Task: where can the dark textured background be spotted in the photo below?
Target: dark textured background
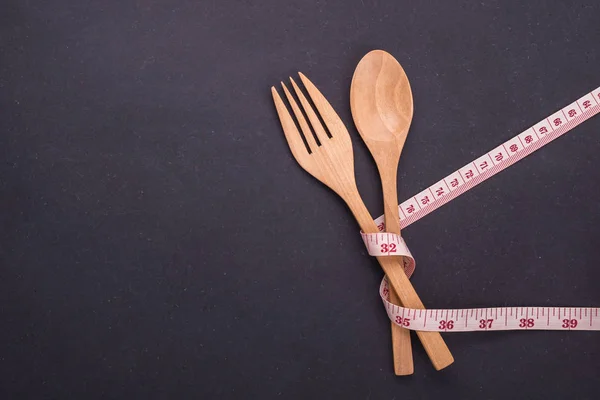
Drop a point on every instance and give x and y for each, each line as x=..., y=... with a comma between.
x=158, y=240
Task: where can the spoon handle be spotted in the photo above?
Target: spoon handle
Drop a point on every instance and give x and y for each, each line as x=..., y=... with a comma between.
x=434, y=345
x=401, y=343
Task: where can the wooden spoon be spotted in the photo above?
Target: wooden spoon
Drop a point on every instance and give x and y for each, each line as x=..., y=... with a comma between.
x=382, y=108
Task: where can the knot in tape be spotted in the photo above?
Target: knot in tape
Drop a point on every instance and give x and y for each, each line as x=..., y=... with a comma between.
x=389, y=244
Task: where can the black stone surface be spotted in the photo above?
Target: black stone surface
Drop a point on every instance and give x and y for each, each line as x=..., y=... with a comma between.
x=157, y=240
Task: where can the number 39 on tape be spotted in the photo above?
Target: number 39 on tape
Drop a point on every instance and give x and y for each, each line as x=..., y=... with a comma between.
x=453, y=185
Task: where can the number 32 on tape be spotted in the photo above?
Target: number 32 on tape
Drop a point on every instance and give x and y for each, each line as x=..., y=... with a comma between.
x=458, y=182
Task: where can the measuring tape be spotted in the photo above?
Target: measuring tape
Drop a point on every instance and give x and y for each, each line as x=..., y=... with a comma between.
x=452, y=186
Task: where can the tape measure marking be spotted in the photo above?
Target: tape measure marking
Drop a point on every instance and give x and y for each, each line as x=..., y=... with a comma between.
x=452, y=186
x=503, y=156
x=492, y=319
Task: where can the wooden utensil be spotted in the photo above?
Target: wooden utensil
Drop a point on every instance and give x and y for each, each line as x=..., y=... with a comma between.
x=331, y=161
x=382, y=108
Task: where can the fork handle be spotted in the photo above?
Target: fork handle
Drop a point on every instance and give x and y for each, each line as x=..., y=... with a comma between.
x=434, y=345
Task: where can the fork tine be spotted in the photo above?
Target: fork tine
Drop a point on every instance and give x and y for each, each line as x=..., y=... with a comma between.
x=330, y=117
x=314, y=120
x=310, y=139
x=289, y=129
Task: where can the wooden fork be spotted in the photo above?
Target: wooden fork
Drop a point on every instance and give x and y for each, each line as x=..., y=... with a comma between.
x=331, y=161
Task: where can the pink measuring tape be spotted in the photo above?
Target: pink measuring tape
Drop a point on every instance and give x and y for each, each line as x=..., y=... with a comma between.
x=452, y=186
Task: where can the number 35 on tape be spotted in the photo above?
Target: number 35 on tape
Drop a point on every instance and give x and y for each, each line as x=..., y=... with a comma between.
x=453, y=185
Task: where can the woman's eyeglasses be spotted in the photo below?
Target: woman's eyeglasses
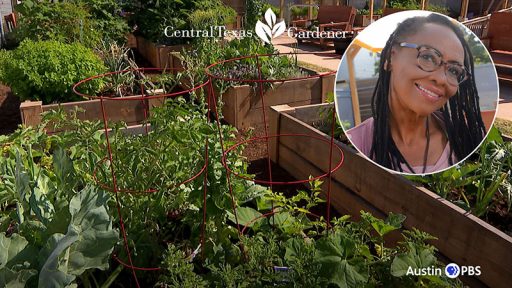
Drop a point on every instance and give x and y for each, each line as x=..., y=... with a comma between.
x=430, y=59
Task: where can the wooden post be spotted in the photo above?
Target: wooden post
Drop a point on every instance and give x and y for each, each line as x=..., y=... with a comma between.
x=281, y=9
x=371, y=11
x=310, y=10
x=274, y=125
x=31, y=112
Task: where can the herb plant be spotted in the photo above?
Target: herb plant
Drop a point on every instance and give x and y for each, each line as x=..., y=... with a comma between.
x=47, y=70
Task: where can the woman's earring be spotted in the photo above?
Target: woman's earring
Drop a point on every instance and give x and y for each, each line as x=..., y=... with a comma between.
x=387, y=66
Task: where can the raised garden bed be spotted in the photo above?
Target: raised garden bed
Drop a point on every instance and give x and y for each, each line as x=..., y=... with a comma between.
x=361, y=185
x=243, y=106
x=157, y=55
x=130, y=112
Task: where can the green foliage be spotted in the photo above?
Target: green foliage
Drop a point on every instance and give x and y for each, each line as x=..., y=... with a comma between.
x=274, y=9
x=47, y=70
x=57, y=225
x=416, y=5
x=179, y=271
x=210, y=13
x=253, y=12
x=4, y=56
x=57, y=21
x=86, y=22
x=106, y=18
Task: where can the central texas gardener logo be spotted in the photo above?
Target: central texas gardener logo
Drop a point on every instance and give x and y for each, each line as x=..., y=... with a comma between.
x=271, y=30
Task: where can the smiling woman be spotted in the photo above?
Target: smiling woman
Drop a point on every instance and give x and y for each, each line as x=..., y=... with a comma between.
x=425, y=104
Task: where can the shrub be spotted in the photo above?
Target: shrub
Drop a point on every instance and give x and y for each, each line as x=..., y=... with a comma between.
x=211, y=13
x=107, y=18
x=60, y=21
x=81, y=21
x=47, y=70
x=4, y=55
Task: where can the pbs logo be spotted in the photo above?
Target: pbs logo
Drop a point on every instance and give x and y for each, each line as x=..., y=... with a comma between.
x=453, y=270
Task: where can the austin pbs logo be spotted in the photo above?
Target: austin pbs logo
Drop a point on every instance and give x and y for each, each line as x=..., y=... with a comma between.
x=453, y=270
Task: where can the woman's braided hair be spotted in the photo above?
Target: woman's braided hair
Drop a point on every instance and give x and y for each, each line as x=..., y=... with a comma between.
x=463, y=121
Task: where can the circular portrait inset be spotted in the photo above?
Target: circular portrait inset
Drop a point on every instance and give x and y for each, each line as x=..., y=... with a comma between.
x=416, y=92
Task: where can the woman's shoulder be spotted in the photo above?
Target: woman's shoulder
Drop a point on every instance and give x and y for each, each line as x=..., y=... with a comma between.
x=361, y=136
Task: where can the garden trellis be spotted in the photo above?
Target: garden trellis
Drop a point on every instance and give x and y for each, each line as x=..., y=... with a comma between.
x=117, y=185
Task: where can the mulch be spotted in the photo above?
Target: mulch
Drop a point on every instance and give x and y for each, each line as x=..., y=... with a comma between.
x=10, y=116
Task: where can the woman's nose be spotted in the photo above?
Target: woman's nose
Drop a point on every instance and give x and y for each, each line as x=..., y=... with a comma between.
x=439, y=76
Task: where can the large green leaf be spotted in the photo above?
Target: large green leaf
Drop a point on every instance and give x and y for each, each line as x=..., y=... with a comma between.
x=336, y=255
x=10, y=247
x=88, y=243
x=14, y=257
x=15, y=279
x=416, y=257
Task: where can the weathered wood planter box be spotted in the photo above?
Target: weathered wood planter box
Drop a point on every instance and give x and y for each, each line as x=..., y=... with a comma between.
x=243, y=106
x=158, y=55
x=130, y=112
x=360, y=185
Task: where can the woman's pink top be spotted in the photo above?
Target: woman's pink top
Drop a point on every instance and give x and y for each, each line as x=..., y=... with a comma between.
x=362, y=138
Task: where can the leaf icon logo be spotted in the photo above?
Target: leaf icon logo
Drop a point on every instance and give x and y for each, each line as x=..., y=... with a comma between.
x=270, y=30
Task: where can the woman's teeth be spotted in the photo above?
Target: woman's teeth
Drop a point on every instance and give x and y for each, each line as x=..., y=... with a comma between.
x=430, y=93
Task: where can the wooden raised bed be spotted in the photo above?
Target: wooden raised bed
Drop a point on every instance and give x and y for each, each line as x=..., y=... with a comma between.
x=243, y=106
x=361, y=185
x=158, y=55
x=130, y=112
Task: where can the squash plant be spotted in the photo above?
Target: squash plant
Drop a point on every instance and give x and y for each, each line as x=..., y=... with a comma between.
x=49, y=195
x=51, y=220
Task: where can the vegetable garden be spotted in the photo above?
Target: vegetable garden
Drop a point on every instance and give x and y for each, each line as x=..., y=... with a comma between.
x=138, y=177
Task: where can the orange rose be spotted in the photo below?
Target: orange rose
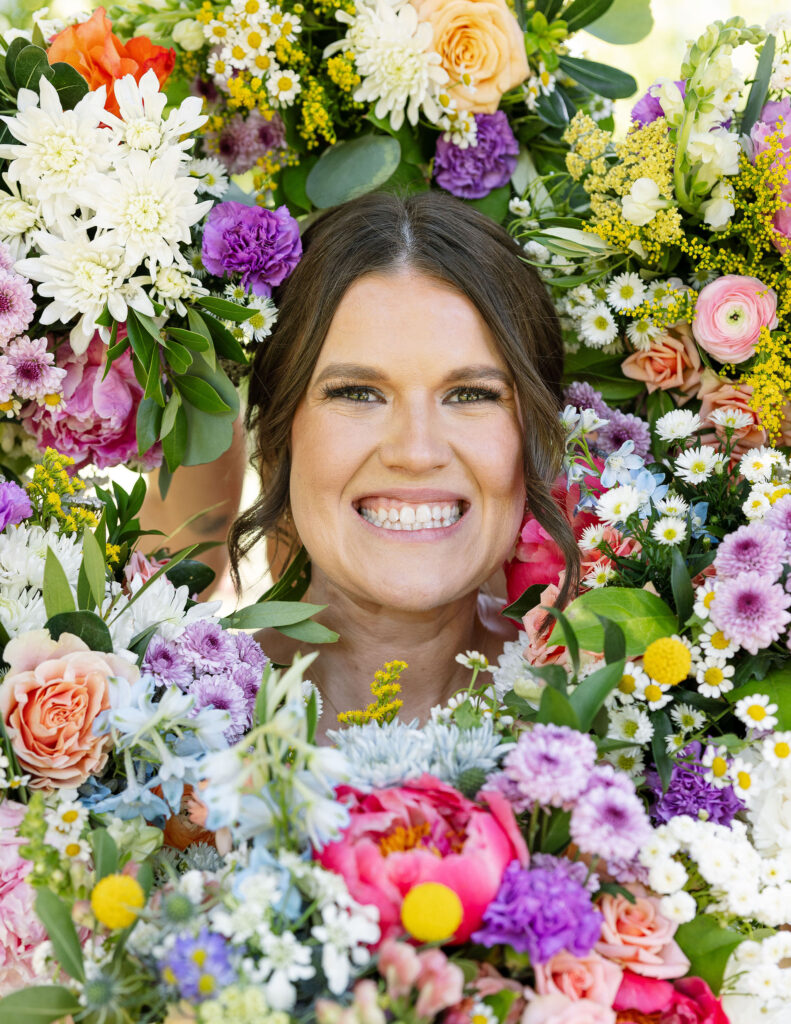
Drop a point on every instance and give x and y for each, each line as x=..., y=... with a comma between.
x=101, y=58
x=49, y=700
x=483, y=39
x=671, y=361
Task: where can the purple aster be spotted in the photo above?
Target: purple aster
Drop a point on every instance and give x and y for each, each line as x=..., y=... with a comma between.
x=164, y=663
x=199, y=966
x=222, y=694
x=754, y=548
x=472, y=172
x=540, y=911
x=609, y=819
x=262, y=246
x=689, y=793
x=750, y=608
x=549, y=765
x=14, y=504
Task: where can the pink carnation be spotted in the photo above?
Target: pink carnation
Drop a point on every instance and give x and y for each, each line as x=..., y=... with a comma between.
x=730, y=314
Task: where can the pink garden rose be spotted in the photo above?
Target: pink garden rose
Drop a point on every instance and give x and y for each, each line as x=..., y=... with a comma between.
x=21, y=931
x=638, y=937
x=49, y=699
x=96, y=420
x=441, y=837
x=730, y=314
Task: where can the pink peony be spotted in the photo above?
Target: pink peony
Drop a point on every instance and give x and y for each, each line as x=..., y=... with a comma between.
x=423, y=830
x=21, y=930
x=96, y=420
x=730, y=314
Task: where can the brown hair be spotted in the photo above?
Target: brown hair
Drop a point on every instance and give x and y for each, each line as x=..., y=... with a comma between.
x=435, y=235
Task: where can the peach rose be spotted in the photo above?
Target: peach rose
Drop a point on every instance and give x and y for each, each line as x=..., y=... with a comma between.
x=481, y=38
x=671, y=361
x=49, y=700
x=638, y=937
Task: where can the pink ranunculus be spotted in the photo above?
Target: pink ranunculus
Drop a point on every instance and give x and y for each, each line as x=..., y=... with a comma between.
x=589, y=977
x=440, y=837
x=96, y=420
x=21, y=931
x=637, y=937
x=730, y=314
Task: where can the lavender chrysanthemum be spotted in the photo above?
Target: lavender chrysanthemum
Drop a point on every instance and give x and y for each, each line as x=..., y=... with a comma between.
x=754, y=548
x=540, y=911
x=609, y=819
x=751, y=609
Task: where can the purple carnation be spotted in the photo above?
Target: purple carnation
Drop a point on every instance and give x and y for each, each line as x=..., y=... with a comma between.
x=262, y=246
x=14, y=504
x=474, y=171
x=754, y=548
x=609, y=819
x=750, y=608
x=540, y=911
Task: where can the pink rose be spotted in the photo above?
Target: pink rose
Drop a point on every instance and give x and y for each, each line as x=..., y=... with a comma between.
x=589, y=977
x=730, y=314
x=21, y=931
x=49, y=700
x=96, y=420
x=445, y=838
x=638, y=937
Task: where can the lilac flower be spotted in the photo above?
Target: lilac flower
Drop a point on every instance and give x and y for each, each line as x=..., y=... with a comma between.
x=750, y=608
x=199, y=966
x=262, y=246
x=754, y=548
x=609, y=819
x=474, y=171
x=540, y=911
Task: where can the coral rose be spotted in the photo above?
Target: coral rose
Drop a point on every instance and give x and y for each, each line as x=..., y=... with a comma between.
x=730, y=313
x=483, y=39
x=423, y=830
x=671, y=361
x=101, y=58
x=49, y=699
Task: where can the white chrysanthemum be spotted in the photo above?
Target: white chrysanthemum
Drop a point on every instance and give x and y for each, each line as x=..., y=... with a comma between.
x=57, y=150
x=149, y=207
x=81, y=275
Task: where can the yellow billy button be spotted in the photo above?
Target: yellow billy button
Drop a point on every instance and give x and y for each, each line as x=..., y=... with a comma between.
--------------------
• **What you need to do**: Looking at the records above, return exactly the lines from the line with "Target: purple carnation" to the line with "Task: where can the coral", both ends included.

• **Your solution**:
Target: purple carnation
Drop a point on every instance and give x and y for each, each line as x=..., y=... with a comma between.
x=262, y=246
x=14, y=504
x=474, y=171
x=754, y=548
x=609, y=819
x=750, y=608
x=540, y=911
Task: where can the pink rose be spotted in the photo above?
Target: pink rose
Drop a point on every instance and give x and y for each, each line as x=..., y=... with a comma between.
x=589, y=977
x=730, y=314
x=21, y=931
x=49, y=700
x=96, y=420
x=445, y=838
x=638, y=937
Task: where can the lilac flower be spotted in the photo above?
Target: lilac flower
Drop a point on every instance and give x and y for each, each line as x=..., y=... with a comma between.
x=750, y=608
x=199, y=966
x=262, y=246
x=754, y=548
x=609, y=819
x=474, y=171
x=540, y=911
Task: where can the coral rose be spotted in the photo above?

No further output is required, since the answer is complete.